─── Source document ───

As I slowly approach the end of my
senior year I begin think back, back on all the time that I spent in school,
and what I would have changed, and what I wouldn’t do differently in any way
shape or form. I think about all the times that I may have slacked off, or done
something stupid, and wish that I could go back and change it, because I know
that doing that would only better my future. I think back to how much I’ve
screwed up, and I loathe the decisions that I made, knowing how much better of
a person I would be, and how brighter my future would be had I done it
differently. Part of me wants to go back and change it all, to live my life
again knowing the consequences that would occur if I didn’t do what I should.
There’s also part of me that thinks I shouldn’t change a thing, because if I
change all those things that I did wrong, who’s to say that worse things wouldn’t
arise from that? All the things that I now count myself lucky to have could
disappear.

───

_Stated task 1:_
In the reflection on senior year, what is the first word of each sentence? List them in order.
The reflection on senior year and the rows that come after it are unrelated.

─── Available records ───

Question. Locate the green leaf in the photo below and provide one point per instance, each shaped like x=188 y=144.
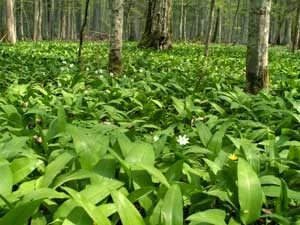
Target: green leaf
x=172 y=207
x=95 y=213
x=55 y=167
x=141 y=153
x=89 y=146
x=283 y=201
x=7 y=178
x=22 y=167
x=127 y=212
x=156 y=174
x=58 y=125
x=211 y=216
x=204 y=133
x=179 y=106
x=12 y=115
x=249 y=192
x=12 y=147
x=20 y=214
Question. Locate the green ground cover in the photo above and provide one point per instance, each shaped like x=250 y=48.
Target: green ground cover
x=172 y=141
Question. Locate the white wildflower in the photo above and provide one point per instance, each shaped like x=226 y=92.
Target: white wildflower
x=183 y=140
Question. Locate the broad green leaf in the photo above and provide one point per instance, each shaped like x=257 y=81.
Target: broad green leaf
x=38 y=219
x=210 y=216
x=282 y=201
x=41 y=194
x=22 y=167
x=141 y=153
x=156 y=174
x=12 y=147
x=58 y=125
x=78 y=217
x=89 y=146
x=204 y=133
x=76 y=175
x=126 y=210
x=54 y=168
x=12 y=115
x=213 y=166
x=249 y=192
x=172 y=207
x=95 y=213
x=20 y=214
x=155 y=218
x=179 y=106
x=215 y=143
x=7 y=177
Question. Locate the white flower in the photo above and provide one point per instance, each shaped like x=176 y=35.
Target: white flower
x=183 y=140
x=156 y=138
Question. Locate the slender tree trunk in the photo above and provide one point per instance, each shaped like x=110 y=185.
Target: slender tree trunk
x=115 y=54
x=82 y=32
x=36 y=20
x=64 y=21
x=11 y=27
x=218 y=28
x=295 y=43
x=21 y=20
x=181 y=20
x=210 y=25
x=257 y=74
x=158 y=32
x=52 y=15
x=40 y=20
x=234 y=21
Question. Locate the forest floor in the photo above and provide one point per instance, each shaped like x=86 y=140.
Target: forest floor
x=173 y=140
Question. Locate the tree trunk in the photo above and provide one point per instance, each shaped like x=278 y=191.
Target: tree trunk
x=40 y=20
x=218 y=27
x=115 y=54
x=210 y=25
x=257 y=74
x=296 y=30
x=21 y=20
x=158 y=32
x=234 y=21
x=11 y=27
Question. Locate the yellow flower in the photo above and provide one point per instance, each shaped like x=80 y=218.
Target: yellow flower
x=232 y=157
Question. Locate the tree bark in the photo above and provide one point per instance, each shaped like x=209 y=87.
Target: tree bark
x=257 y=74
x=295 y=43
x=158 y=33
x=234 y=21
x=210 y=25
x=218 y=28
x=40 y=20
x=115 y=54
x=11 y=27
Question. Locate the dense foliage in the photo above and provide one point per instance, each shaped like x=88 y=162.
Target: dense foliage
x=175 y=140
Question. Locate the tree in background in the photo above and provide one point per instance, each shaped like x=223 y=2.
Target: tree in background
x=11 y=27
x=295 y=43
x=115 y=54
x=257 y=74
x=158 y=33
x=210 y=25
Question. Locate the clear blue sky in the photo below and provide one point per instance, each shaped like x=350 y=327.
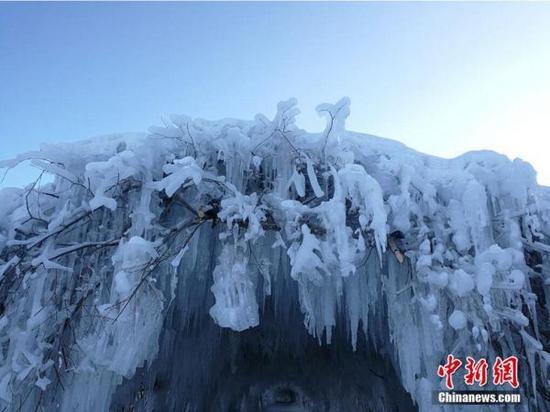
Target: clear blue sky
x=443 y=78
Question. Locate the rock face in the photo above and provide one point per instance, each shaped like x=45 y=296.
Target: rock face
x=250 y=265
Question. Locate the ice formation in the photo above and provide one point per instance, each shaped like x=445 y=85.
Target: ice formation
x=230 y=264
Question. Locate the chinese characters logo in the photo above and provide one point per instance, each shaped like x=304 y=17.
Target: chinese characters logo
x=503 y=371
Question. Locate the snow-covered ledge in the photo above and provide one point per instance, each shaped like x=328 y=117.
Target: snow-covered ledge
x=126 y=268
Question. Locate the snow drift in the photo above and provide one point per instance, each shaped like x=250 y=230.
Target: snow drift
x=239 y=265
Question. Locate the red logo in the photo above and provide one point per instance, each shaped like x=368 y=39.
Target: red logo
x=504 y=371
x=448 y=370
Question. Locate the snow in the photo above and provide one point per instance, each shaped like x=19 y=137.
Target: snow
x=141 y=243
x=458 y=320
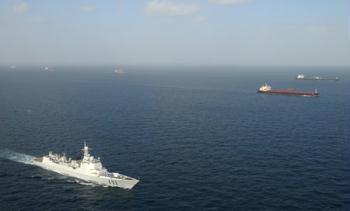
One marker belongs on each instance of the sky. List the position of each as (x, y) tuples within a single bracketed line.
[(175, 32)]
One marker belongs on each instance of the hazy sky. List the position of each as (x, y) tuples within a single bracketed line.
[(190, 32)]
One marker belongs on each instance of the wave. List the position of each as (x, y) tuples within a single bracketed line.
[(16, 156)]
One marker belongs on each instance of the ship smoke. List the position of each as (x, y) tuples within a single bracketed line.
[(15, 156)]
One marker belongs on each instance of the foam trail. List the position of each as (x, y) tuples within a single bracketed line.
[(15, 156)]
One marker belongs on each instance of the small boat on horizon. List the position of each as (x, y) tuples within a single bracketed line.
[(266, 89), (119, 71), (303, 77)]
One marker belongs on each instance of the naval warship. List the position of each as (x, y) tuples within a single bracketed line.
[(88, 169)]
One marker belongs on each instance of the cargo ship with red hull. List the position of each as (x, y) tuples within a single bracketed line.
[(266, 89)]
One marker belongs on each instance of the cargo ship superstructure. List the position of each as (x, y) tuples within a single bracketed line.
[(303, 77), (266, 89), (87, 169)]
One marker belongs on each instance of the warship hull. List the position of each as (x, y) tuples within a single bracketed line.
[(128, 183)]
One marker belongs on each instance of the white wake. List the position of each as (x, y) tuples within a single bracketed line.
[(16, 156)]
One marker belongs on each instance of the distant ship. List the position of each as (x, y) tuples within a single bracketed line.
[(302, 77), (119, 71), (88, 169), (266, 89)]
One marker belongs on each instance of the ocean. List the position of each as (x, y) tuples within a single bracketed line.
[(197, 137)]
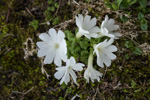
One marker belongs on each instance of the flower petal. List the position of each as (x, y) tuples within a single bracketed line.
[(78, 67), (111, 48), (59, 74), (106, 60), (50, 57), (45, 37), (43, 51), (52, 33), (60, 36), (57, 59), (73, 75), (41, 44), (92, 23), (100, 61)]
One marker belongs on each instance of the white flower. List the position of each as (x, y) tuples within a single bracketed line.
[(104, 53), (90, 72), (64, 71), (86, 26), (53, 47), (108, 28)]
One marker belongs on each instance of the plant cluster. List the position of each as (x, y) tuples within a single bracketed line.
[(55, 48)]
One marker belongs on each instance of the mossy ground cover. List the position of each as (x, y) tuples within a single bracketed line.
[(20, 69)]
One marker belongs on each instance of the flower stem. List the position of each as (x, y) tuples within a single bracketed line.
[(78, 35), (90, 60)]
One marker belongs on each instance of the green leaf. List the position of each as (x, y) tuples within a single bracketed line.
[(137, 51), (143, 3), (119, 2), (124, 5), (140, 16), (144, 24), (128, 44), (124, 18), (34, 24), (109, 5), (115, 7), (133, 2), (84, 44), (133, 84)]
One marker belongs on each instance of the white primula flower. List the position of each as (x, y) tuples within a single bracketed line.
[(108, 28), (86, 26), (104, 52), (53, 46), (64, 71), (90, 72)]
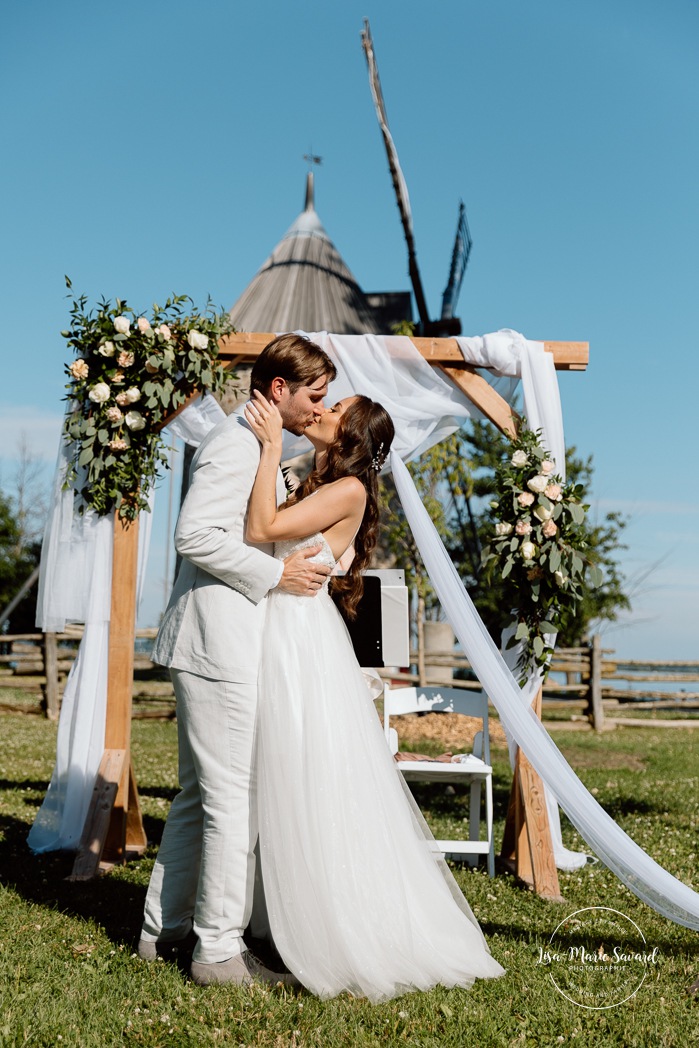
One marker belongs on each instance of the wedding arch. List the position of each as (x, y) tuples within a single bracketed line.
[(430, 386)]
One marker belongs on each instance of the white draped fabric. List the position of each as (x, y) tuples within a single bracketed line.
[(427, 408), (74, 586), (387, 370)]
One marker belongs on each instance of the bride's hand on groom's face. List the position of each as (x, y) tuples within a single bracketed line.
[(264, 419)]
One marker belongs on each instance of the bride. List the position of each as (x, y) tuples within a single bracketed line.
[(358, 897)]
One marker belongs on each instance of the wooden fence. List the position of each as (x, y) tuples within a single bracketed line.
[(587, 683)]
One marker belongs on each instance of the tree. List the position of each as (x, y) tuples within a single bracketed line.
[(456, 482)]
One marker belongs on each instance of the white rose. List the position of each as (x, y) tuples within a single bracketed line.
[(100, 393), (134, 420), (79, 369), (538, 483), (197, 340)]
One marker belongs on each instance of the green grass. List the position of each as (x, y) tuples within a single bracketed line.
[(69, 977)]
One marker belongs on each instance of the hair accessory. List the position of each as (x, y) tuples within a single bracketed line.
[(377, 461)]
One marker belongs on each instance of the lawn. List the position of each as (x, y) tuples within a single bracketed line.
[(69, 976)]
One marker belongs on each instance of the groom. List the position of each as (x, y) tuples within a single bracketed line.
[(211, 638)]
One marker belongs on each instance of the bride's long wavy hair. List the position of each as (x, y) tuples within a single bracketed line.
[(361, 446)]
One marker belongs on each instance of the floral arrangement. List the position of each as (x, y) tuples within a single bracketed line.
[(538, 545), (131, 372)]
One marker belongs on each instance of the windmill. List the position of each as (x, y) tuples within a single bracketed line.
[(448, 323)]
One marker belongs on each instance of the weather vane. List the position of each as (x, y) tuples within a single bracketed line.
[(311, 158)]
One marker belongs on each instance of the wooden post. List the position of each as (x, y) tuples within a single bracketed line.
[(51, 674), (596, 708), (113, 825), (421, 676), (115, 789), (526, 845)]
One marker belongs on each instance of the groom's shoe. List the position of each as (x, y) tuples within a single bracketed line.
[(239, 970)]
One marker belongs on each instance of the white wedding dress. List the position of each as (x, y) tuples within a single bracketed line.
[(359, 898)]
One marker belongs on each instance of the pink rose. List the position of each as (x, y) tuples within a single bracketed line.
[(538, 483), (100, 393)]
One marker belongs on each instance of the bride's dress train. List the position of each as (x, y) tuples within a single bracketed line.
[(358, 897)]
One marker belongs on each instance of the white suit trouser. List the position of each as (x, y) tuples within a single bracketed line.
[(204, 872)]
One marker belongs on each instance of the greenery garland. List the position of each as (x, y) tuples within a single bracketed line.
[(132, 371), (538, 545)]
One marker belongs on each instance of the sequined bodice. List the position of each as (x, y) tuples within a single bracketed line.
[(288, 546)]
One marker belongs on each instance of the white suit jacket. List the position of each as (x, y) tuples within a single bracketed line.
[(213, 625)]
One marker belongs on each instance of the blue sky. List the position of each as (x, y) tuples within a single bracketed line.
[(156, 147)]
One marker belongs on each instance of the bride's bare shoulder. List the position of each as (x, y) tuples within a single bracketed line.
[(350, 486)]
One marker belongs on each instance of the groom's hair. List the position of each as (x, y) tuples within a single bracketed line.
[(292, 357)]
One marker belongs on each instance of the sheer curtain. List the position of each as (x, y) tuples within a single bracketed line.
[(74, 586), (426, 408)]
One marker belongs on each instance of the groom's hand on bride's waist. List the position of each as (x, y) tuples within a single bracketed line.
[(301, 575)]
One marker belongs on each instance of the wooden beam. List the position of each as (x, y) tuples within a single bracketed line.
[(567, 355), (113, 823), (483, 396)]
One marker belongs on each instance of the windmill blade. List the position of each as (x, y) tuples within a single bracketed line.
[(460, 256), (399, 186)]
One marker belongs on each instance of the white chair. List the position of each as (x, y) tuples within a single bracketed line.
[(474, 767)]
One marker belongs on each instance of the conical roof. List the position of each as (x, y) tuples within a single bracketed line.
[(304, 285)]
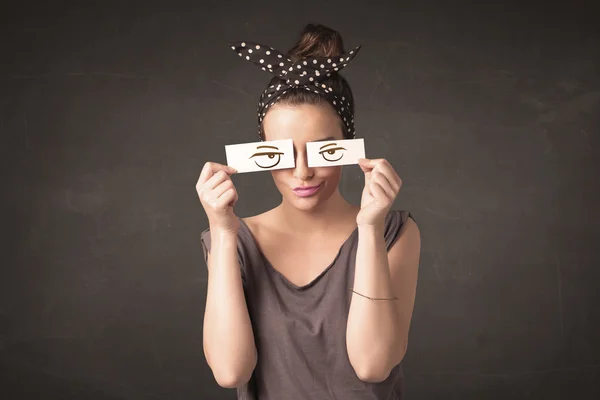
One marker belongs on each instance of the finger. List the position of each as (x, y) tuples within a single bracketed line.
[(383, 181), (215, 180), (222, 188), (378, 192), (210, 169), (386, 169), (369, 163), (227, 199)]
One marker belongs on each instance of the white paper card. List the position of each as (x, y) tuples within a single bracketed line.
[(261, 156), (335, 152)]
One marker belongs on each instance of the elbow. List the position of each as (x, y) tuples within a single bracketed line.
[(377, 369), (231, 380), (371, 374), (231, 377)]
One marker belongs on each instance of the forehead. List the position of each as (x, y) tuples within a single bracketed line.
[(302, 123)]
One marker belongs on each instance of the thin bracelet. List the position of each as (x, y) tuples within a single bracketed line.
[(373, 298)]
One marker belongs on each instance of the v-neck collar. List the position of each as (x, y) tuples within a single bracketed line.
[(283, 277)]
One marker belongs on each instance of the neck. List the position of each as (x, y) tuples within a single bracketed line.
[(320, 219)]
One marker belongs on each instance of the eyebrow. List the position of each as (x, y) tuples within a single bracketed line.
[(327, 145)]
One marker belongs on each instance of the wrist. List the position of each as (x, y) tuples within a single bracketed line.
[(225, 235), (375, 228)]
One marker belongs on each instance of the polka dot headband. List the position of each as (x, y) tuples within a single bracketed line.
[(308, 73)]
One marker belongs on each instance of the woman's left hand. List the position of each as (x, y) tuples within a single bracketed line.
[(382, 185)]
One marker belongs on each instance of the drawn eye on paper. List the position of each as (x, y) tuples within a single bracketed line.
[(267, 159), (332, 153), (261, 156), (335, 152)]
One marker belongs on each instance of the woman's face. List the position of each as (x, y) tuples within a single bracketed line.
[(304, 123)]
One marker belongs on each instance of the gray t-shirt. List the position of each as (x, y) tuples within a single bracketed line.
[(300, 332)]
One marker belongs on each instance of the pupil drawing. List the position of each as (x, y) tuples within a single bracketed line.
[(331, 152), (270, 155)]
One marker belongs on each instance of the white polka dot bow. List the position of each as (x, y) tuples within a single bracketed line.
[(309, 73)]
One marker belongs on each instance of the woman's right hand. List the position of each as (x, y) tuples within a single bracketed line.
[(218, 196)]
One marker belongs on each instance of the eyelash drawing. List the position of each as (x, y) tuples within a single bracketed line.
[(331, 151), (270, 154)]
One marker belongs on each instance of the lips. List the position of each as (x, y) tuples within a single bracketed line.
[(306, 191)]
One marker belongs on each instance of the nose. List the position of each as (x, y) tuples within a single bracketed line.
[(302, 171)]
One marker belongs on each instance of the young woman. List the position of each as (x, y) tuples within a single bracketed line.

───

_Stated task 2:_
In the rows from the line with "One marker belongs on each instance of the foam" to the line with "[(266, 89), (119, 71), (303, 77)]", swap "position" for "location" and write out only those lines.

_Task output 1:_
As, I, I, Part, There's, All

_Task output 2:_
One marker belongs on each instance of the foam trail. List the location of each as (x, y) tuples within a single bracketed line.
[(15, 156)]
One marker belongs on each instance of the small boat on horizon. List the location of each as (x, y) tuples within a single bracketed line.
[(266, 89), (119, 71), (303, 77)]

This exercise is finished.